— start Provided information —

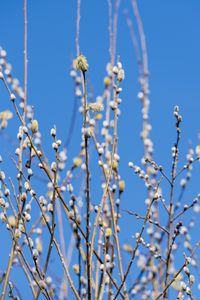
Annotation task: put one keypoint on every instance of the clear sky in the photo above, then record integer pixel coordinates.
(172, 30)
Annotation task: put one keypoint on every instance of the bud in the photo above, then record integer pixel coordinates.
(81, 63)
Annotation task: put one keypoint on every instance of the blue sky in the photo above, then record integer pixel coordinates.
(172, 30)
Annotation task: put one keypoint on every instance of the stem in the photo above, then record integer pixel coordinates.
(87, 189)
(8, 271)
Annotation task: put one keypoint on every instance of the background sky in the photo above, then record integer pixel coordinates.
(172, 30)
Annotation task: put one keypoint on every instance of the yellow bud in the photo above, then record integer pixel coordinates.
(6, 115)
(114, 164)
(34, 126)
(76, 269)
(77, 161)
(81, 63)
(108, 232)
(17, 233)
(127, 248)
(98, 116)
(121, 186)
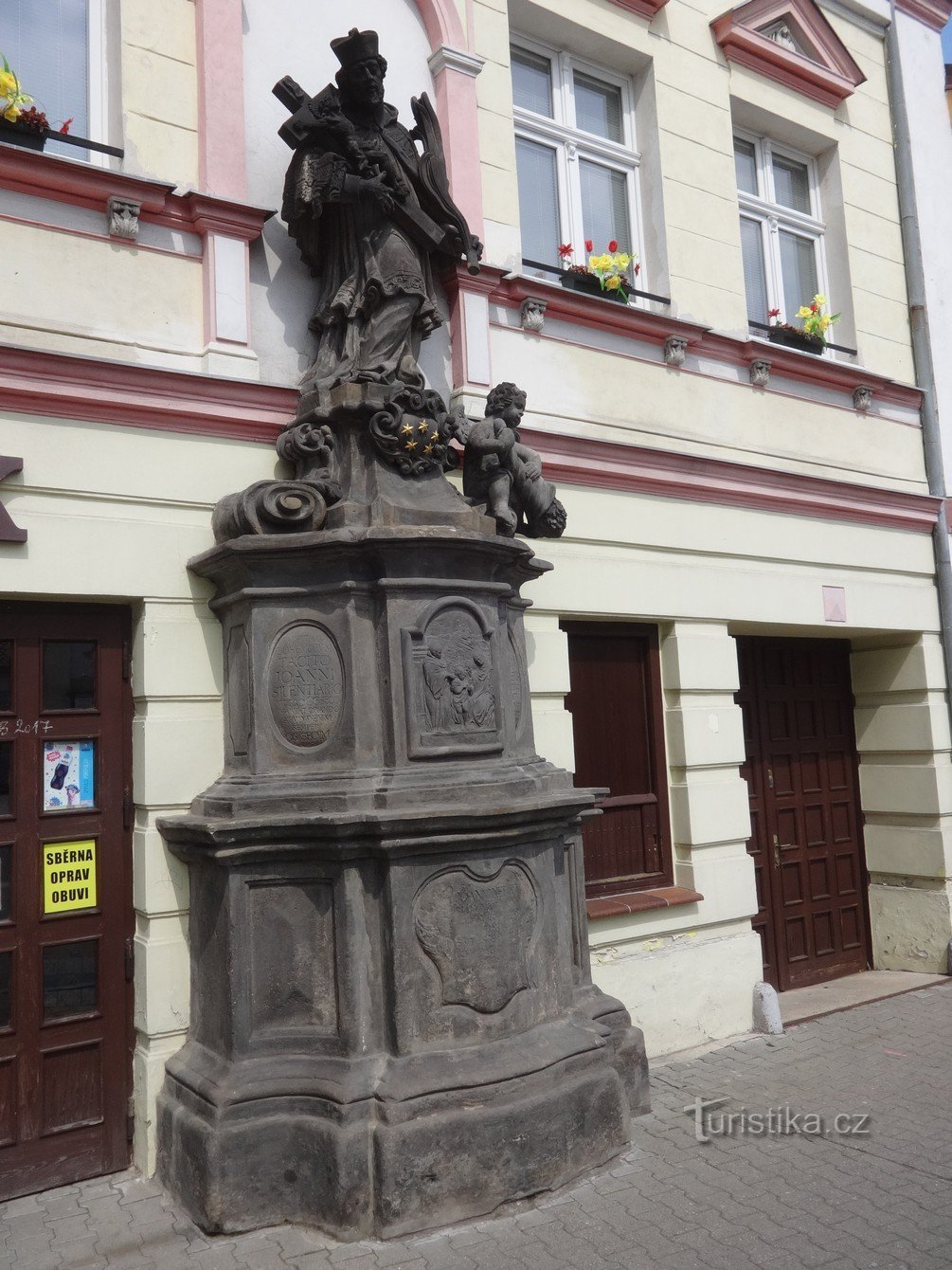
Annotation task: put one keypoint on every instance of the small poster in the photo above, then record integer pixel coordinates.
(69, 775)
(69, 877)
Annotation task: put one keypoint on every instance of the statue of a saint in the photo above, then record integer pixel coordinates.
(372, 217)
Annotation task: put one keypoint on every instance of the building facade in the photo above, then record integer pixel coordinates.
(740, 638)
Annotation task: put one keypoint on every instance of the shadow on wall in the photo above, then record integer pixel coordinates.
(298, 45)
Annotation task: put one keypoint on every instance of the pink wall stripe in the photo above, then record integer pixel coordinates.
(221, 98)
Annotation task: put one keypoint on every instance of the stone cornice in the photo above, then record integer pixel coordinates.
(831, 77)
(129, 395)
(933, 13)
(644, 8)
(82, 184)
(654, 328)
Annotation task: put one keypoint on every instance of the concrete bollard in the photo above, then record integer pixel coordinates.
(767, 1009)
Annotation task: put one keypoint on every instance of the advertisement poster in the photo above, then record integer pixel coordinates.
(67, 775)
(69, 875)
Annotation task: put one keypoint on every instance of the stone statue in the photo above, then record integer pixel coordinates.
(372, 217)
(507, 475)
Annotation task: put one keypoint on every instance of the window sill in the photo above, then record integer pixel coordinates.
(84, 184)
(640, 902)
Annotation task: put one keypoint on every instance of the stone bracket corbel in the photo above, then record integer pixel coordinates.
(9, 533)
(122, 216)
(761, 372)
(532, 314)
(862, 398)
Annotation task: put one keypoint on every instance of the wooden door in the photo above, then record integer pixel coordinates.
(616, 708)
(65, 895)
(806, 825)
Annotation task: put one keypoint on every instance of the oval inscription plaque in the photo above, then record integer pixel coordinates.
(306, 684)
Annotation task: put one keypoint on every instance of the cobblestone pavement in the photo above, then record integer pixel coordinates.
(880, 1198)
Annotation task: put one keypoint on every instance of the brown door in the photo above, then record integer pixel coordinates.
(616, 708)
(806, 826)
(65, 895)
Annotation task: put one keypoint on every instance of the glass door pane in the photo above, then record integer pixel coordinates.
(751, 246)
(799, 271)
(538, 201)
(532, 82)
(45, 44)
(598, 108)
(604, 206)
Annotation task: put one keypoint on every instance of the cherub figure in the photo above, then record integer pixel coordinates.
(504, 474)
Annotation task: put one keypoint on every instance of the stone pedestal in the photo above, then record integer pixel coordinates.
(392, 1018)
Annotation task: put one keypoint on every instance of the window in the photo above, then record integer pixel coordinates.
(617, 724)
(781, 230)
(53, 45)
(575, 156)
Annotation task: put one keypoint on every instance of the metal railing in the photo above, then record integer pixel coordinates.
(632, 291)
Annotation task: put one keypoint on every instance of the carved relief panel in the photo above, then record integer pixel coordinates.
(452, 683)
(305, 683)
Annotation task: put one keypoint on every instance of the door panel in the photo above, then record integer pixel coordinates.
(615, 704)
(65, 895)
(806, 836)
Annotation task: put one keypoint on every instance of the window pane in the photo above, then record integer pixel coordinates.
(538, 201)
(799, 269)
(791, 183)
(6, 865)
(532, 82)
(598, 108)
(604, 206)
(6, 658)
(751, 246)
(6, 755)
(69, 675)
(45, 45)
(745, 165)
(69, 979)
(6, 966)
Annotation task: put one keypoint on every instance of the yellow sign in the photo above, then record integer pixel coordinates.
(69, 877)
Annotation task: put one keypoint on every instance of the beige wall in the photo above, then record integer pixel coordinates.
(698, 97)
(136, 504)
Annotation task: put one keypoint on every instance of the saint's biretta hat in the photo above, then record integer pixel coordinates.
(357, 45)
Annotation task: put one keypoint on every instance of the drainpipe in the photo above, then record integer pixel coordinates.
(922, 346)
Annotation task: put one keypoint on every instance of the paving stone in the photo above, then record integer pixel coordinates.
(781, 1202)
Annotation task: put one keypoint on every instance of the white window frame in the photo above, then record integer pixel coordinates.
(773, 217)
(571, 144)
(97, 85)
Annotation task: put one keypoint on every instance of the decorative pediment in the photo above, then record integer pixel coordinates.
(792, 42)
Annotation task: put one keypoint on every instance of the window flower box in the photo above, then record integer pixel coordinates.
(791, 336)
(19, 135)
(589, 284)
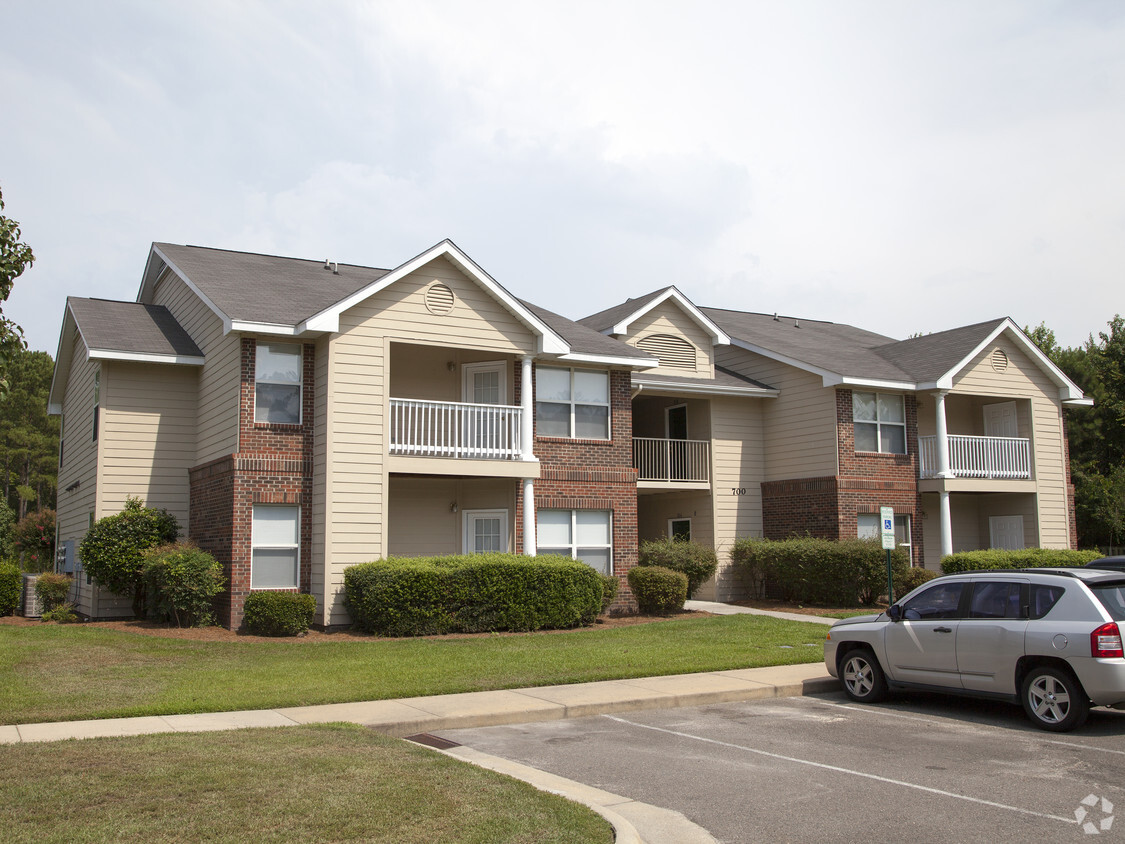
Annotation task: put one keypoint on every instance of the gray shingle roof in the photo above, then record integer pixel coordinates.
(131, 328)
(267, 288)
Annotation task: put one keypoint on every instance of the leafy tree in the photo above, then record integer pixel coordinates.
(28, 437)
(15, 258)
(114, 549)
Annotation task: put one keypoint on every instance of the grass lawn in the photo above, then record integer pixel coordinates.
(68, 672)
(334, 782)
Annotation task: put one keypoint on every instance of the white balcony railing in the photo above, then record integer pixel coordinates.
(455, 429)
(672, 460)
(988, 457)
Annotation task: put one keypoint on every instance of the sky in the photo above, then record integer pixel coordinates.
(902, 167)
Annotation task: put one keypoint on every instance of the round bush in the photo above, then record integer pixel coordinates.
(278, 613)
(658, 591)
(11, 584)
(695, 560)
(52, 590)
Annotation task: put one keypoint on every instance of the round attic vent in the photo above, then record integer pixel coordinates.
(439, 298)
(999, 360)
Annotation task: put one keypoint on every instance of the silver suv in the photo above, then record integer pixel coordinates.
(1047, 638)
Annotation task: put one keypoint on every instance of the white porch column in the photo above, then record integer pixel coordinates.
(946, 524)
(528, 407)
(943, 434)
(529, 517)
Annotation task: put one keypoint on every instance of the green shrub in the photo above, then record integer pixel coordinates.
(63, 614)
(181, 582)
(34, 537)
(52, 590)
(658, 591)
(827, 572)
(911, 580)
(1022, 558)
(278, 613)
(113, 550)
(11, 586)
(695, 560)
(610, 585)
(471, 593)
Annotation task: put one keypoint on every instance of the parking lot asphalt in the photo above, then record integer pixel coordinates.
(821, 769)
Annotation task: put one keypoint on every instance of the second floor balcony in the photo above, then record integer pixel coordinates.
(1002, 458)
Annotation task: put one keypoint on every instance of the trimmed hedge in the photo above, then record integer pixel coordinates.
(471, 593)
(827, 572)
(695, 560)
(658, 591)
(11, 584)
(1022, 558)
(278, 613)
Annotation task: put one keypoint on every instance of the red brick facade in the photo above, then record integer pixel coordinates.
(273, 465)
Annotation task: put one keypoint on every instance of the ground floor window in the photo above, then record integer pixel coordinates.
(869, 529)
(276, 546)
(584, 535)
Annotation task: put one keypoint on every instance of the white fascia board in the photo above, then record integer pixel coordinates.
(610, 360)
(192, 360)
(1067, 388)
(183, 277)
(548, 341)
(707, 389)
(718, 335)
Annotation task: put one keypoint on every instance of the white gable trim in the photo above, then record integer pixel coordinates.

— end Provided information —

Above are the records; copy exactly the lines from the one with "Annotation task: put one keypoint on every instance of the sky" through the final line.

Annotation task: put one keypoint on every instance of the sky in the photo above, then record integer pixel coordinates.
(902, 167)
Annotation task: put one keypoint on every instance of the round bush in the photo above, then record integer pixel coordinates.
(278, 613)
(658, 591)
(11, 584)
(695, 560)
(52, 590)
Annotation task: put one keypoint on every instance of the round attic vent in the photo above, then record integer pixel coordinates.
(439, 298)
(999, 360)
Annotation task: put one keypoint on every instance of the silver suv in the photo above, then record integer pixel coordinates.
(1047, 638)
Annotation task: put one keypoint on every instance of the white porch column in the photo above, then record integer pixel coordinates.
(946, 524)
(528, 407)
(943, 434)
(529, 517)
Annotation task: put one keypoint on every instance of the green shrub in the photo above, then record integer pixel coordinates.
(63, 614)
(181, 582)
(34, 537)
(52, 590)
(658, 591)
(827, 572)
(911, 580)
(1022, 558)
(278, 613)
(113, 550)
(11, 586)
(695, 560)
(610, 585)
(471, 593)
Annotation task: put one keypoint on every instance of the parking lot asphalt in the photo above, then record integer pixel coordinates.
(821, 769)
Annotation task: put one keypoint on every instance of the second floor balcony in the photo above, then record integer pixel coordinates.
(1002, 458)
Annotation task: put one keypoint on every instance of the trimmed hedge in the photo above, then record integer pixel coordinates.
(471, 593)
(827, 572)
(695, 560)
(658, 591)
(11, 584)
(1022, 558)
(278, 613)
Annotation task: put one keypoint on every instance of the red brick facade in the photo above, then record integer pixel coordinates.
(273, 465)
Annotation task: put one keypoint on every instance of the ground floor window in the photo above, then record integer pixel coordinates.
(869, 529)
(276, 546)
(584, 535)
Annotation task: put one keypoint on every instance of the white fascia board in the photo above, then record integer pixel coordinates.
(610, 360)
(192, 360)
(1067, 388)
(183, 277)
(548, 341)
(707, 389)
(718, 335)
Annotation task: put one keypoint on every instance of the white gable trim in the photo above, then record integer pixel coordinates.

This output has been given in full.